Rewrite the data below with every "photograph" swapped for "photo" and nothing else changed. Leave the pictures out.

------------------------

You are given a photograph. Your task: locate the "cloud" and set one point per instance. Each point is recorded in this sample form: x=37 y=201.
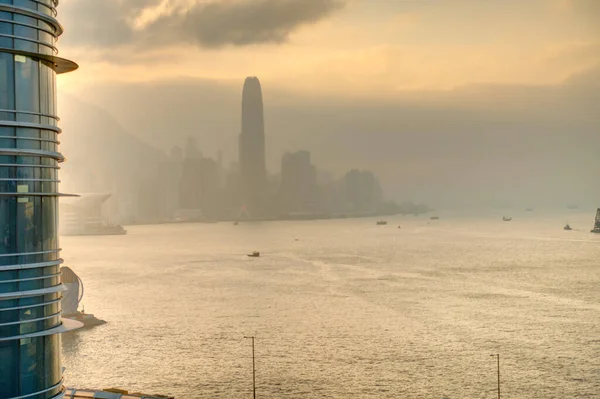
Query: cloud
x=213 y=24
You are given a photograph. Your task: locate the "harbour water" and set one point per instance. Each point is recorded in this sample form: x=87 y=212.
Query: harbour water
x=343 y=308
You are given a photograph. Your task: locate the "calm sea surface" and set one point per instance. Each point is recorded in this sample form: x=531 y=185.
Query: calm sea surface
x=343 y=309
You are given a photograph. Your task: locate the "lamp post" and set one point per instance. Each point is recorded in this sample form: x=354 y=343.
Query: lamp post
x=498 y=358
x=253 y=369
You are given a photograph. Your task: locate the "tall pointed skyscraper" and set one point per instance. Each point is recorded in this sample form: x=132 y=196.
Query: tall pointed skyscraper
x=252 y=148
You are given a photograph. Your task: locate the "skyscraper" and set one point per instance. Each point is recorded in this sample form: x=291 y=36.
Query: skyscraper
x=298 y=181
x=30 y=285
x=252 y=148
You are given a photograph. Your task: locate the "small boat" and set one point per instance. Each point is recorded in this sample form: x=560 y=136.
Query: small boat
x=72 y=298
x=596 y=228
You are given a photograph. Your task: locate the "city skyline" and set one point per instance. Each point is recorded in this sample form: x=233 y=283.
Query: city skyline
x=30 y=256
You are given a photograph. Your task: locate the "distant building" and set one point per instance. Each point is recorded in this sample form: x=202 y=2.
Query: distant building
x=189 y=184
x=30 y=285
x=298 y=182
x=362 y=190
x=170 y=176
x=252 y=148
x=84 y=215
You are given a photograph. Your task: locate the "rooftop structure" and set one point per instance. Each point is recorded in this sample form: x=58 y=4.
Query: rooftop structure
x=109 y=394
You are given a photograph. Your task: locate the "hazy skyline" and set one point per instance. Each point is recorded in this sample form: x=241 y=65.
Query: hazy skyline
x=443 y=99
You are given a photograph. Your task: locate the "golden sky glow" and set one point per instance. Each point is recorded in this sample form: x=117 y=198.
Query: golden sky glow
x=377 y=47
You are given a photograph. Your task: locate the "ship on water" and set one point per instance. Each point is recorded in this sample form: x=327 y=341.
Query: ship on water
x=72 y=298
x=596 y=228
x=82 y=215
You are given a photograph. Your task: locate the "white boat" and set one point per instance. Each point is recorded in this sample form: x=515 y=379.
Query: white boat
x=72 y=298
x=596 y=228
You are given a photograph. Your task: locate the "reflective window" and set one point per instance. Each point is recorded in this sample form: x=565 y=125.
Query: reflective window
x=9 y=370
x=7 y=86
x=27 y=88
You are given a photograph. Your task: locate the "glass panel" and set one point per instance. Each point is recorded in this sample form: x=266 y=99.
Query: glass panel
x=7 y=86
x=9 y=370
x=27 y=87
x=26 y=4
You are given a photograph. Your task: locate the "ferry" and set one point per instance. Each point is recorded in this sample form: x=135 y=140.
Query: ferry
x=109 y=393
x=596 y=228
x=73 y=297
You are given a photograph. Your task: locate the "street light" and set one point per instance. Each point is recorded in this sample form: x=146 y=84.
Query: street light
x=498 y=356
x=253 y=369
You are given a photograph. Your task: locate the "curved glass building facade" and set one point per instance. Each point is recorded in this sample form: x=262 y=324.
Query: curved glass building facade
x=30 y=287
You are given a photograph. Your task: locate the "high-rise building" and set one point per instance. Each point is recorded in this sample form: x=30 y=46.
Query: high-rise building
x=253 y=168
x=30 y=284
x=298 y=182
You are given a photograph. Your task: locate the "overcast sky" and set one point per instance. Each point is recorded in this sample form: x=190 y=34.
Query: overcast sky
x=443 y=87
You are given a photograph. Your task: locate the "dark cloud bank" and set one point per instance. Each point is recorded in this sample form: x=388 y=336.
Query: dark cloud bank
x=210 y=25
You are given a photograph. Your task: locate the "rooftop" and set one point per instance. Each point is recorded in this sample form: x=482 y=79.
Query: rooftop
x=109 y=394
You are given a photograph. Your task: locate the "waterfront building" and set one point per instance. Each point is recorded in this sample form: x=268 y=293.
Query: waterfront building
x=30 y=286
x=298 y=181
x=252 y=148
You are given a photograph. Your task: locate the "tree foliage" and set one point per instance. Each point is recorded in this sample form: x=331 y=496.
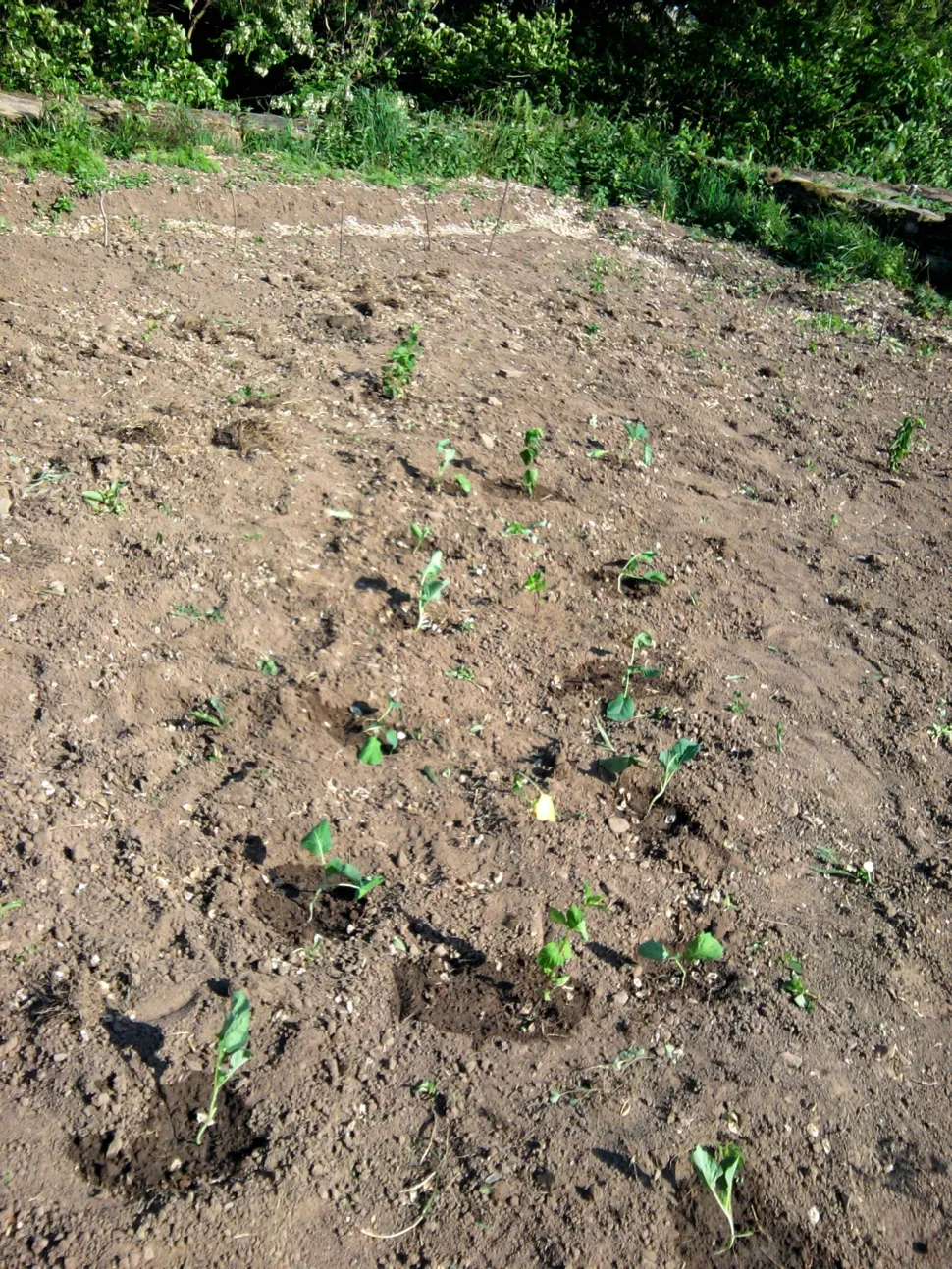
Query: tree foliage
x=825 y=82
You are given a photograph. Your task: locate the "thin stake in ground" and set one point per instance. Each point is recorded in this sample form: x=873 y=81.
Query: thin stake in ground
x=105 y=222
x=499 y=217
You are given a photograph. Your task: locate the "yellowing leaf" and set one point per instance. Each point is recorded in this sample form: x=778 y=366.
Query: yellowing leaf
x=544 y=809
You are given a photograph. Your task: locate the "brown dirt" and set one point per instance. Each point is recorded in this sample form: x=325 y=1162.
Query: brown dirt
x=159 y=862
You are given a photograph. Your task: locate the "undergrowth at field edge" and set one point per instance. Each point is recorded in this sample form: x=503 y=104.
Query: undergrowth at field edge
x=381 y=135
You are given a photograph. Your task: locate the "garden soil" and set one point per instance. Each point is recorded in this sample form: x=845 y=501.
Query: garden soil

------------------------

§ RESPONSE TO THE TASK:
You are given a photo. Your task: locate the "cloud" and set one point per instance. Each point is recorded in this sample form: x=37 y=201.
Query: cloud
x=213 y=24
You are given a photo. Your task: locate the "harbour water" and set one point per instance. Each point is recorded in this sample form: x=87 y=212.
Query: harbour water
x=343 y=308
You are given a photo. Your task: locate the "calm sea surface" and set one point per instance. Each point is recorded in this sample form: x=531 y=185.
Query: calm sea surface
x=343 y=309
You are given a photo. Your task: locate the "lamp post" and set one point per instance. Each point is recorded in this sample form: x=354 y=343.
Query: lamp post
x=498 y=358
x=253 y=369
You are given a photo. Your task: locate the "tall pointed skyscraper" and set one point per instance. Each point is recorded in this sample form: x=132 y=196.
Query: tall pointed skyscraper
x=252 y=148
You are given a photo. Your task: locate the "skyscraper" and set one point per instance. Each point is recorded in this sample form: x=291 y=36.
Query: skyscraper
x=298 y=181
x=30 y=285
x=252 y=148
You are given a photo. Your task: locate the "small boat" and set one point per instance. Each point is recorded in this sample form: x=560 y=136.
Query: small boat
x=72 y=298
x=596 y=228
You are given a photo. Your task: locate the "city skyline" and set one point per instance. Each point is recorded in this sample form: x=233 y=283.
Query: city skyline
x=30 y=256
You are given a photo. Your task: locate the "distant building" and set one point per instance. Each point is recorded in this sample form: x=202 y=2.
Query: distant building
x=189 y=184
x=30 y=285
x=298 y=182
x=362 y=190
x=170 y=176
x=252 y=148
x=84 y=215
You are given a photo. Your task: locate the "rooftop structure" and set one point per instance. Each point is recorded in this sample form: x=58 y=4.
Query: rooftop structure
x=109 y=394
You are given a photo. Your task: locate the "hazy skyline" and set one point per instance. Each point is recorded in this sample form: x=241 y=65.
Query: hazy skyline
x=443 y=99
You are given a photo. Your task: locate the "golden sky glow" and set one point per instance. Each point is recorded in this sample form: x=117 y=198.
Query: golden sky glow
x=377 y=47
You are given a photo. Your task: locate the "ship on water" and set one point per instance. Each point is recorded in this sample form: x=327 y=341.
Query: ship on water
x=72 y=298
x=596 y=228
x=82 y=215
You are given a photo. Your task: locate the "white boat" and set one point per instance. Each point is recorded in this sample form: x=515 y=379.
Query: white boat
x=72 y=298
x=596 y=228
You are given a photo. Your task: locate the "reflective window" and set one point per instance. Each point is recorded in this sample form: x=565 y=125.
Query: reflective window
x=9 y=370
x=7 y=86
x=27 y=88
You are given a photo. Your task: locate the "glass panel" and set one point per instance. Each point is recorded in this sample form: x=266 y=99.
Query: glass panel
x=7 y=86
x=9 y=370
x=27 y=87
x=26 y=4
You are given a photo. Your task: locate the "ferry" and set one point per instance. Each point is recorded in this sample form: x=135 y=140.
Query: ferry
x=109 y=393
x=596 y=228
x=73 y=297
You are given a photo. Your task: locate the "street light" and set one point per instance. Each point is recorded in this sample form: x=146 y=84.
Query: street light
x=498 y=356
x=253 y=369
You are given a photo. Your task: locate the "curved glass building facade" and set one point per instance. Each point is recorded in this sample form: x=262 y=324.
Query: curved glass building facade
x=30 y=287
You are given a photo. Your task: locate the "high-rise building" and set one point per instance. Each point is recorded in this sample form: x=30 y=46.
Query: high-rise building
x=253 y=168
x=30 y=284
x=298 y=182
You are given a photo. Your task: locate the "overcast sky" and set one point per instance. Each point is recorded in this sample form: x=190 y=34.
Query: overcast sky
x=443 y=87
You are given a photo. Your task: locate the "dark cloud bank" and set one point per instance. Each point is recorded in this sample form: x=388 y=336.
Query: dark cloud bank
x=210 y=25
You are given a photo. Your task: locate the "rooftop" and set one point per instance. Each point is recorded in this sample form: x=482 y=79.
Query: rooftop
x=109 y=394
You are given a photo. Your task: locate the "waterfront building" and set one point per instance. Each point is recorded in this sample form: x=268 y=293.
Query: waterfront building
x=30 y=286
x=298 y=181
x=252 y=148
You are given a photo. Your task: locate the "tree foliage" and set one point per instance. Each point is recorded in this sample form: x=331 y=496.
Query: tree foliage
x=825 y=82
You are given a photo. Your task: locate the "thin stake in ground" and set one point per instance. Each point is recorded in this sample form: x=873 y=81.
Query: thin stake in ground
x=105 y=222
x=499 y=217
You are given a photo. Your task: locate the "yellowing leaf" and set one point per instance. Each point is recorded in this sample form: x=778 y=366.
Query: yellowing leaf
x=544 y=809
You are given a photo. Your task: locate the "brown dirt" and set one point per instance. Each point is recorded in this sample form: x=325 y=1162.
Query: brown dirt
x=159 y=862
You are given a photo. Your task: locate the "undergrowth at field edge" and set one point per instance. Each point is recorded in this sample form: x=503 y=104.
Query: undergrowth at field edge
x=381 y=135
You are given a photo. Your task: locate the "garden soil" and set one point per instance. Each point is recorded in this sample form: x=845 y=501.
Query: garden soil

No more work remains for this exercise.